— 本文抜粋 —
────────────────

ヤマハの新しい特許が2022年5月24日に発行された。その内容は「シームレス変速機の変速ショックを抑制する」というものだが、図版に使用されている車両はMotoGPマシン・YZR-M1ではなく、我々もよく知る市販車「YZF-R1」だった。こ、これは………ッ!!
動力伝達を切断することなく変速できるシームトランスレスミッション
コンマ1秒のラップタイムを競うレースの世界では、昔から無駄のないシフトワークがライダーに必要なスキルとされてきた。できるだけ素早くシフトアップすることが加速時の無駄をなくし、スムーズなシフトダウンは余計な挙動を生まない。そうやってライダーの操作が違いを生み出してきたが、現在のレーシングマシン(およびスポーツバイク)では、これがエンジニアリングの領分になってきている。
クルマの世界では、マニュアルトランスミッションよりもオートマチックのほうが無駄のない加速を実現できることをポルシェが最初に証明した。PDKと呼ばれる機構(いわゆるDCTと同義)を1980年代にレースに持ち込んだあと、21世紀になってから市販車に搭載(市販車ではアウディとVWが先に採用)。以降、さまざまなメーカーが同様の機構を採用した。
バイクはというと、ホンダが2010年型のVFR1200Fに初めてDCTを搭載し、その後もNC700系などをはじめとしたツーリング向けのバイクに採用。また、各メーカーともアクセル&クラッチ操作不要でシフトアップ/ダウン可能なクイックシフターを採用する例が増えている。

────────────────

写真のポイント注釈

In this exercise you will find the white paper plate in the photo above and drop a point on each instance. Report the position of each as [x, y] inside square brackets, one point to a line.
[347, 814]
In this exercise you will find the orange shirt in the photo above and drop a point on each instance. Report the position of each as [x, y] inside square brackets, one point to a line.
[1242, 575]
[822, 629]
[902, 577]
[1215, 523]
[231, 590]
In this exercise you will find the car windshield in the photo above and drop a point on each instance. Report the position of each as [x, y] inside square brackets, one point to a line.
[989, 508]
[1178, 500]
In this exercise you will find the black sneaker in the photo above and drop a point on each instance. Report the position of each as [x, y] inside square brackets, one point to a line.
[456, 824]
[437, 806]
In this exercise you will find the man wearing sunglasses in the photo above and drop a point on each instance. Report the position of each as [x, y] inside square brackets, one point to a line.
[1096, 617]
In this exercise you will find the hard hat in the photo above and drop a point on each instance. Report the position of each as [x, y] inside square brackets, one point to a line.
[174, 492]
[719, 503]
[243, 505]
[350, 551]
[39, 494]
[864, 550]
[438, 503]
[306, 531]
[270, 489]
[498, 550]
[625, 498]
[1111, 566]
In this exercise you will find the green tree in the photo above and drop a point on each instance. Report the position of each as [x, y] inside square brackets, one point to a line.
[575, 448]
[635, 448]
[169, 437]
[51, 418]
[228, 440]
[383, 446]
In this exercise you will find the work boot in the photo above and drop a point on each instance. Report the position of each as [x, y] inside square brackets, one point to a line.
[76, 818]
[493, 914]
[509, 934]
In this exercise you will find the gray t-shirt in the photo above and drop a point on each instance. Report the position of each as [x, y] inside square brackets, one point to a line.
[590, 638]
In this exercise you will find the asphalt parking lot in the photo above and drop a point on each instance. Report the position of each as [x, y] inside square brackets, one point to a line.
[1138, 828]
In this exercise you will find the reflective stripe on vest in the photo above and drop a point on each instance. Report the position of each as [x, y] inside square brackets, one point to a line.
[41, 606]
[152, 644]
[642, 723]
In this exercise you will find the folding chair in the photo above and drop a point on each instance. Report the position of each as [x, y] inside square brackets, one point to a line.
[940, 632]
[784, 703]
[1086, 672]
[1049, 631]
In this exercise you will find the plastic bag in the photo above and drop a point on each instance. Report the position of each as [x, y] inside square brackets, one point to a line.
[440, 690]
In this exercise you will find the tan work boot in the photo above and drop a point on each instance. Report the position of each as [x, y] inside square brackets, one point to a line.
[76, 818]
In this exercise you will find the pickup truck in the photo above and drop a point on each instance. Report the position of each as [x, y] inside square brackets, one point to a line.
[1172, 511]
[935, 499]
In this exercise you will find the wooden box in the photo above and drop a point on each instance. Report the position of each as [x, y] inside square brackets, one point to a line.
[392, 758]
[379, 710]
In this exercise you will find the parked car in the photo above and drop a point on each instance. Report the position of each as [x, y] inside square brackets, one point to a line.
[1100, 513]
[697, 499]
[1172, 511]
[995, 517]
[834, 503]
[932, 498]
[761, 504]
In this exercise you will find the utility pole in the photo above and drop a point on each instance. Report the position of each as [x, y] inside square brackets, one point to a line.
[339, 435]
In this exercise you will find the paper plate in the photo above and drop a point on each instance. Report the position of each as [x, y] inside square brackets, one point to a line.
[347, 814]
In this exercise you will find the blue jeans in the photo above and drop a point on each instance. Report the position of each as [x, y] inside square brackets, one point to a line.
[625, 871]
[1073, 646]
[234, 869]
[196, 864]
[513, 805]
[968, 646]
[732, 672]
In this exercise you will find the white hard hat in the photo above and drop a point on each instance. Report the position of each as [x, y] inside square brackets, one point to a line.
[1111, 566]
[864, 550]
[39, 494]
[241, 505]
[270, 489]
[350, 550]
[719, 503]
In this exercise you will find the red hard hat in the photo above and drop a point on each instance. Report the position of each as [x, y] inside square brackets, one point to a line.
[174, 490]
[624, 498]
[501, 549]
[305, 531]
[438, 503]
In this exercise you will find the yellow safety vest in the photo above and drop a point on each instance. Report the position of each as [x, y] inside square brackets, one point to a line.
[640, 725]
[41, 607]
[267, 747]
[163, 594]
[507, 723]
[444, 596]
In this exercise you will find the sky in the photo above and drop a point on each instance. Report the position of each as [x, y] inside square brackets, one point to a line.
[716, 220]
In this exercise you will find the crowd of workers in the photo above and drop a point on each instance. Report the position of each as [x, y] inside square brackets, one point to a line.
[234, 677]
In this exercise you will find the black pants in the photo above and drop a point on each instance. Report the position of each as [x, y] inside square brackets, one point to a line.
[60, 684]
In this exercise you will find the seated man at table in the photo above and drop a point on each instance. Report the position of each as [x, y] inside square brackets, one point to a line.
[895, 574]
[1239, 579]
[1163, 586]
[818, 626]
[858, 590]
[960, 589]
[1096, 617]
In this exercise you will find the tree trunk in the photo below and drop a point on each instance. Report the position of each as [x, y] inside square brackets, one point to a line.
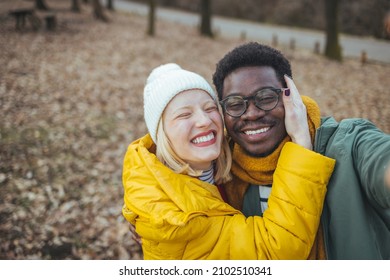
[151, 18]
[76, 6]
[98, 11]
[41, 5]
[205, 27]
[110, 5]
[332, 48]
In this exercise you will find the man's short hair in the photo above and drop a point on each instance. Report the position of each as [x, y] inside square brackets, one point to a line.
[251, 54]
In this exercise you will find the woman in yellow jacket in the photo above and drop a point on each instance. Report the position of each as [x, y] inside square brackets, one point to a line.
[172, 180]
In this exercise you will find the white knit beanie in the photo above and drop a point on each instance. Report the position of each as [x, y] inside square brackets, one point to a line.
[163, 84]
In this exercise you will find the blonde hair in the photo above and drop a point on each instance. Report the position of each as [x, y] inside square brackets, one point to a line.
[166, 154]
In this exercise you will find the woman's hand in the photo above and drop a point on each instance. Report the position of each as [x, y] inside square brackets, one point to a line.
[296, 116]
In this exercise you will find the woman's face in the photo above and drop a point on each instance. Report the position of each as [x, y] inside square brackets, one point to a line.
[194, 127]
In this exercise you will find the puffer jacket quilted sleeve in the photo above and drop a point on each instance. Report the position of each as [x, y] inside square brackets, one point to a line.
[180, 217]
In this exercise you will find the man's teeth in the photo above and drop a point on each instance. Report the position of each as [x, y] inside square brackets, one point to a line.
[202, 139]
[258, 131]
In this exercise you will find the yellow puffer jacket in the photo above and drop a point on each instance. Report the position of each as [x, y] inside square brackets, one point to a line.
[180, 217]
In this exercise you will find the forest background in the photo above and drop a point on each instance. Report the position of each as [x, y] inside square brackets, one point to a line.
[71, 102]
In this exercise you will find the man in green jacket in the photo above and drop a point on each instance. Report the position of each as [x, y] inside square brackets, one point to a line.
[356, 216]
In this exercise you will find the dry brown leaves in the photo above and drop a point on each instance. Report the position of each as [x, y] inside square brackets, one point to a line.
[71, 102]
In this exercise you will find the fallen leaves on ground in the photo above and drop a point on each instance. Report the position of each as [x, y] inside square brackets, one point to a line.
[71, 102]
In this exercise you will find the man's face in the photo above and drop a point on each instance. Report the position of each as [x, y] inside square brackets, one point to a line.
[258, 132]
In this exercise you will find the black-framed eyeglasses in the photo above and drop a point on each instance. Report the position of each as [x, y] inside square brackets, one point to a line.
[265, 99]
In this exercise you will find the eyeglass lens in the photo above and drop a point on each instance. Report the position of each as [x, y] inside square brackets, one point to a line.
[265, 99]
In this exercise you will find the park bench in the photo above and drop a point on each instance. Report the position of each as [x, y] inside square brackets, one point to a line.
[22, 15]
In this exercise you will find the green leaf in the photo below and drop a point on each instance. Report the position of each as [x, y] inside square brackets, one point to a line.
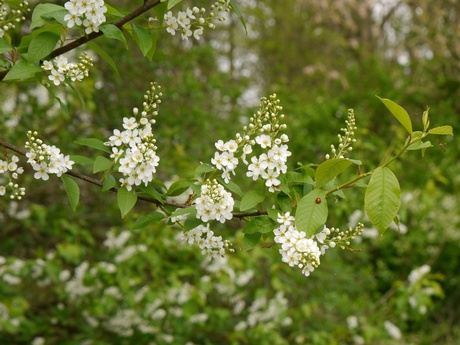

────────────────

— 次の課題 —
1 > ヤマハの特許の記事によると、ホンダが初めてDCTを搭載したバイクは何ですか。
2 > ヤマハの特許の記事から、「クルマの世界では、マニュアル」という語句を含む箇所から書き写し始め、「カーが同様の機構を採用した。」まで一字一句そのまま再現してください。
3 > ヤマハの特許の記事に登場するメーカー名をすべて挙げてください。

— 課題別の解答 —
1 > 2010年型のVFR1200Fです。

2 >
クルマの世界では、マニュアルトランスミッションよりもオートマチックのほうが無駄のない加速を実現できることをポルシェが最初に証明した。PDKと呼ばれる機構(いわゆるDCTと同義)を1980年代にレースに持ち込んだあと、21世紀になってから市販車に搭載(市販車ではアウディとVWが先に採用)。以降、さまざまなメーカーが同様の機構を採用した。

3 > ヤマハ、ポルシェ、アウディ、VW、ホンダ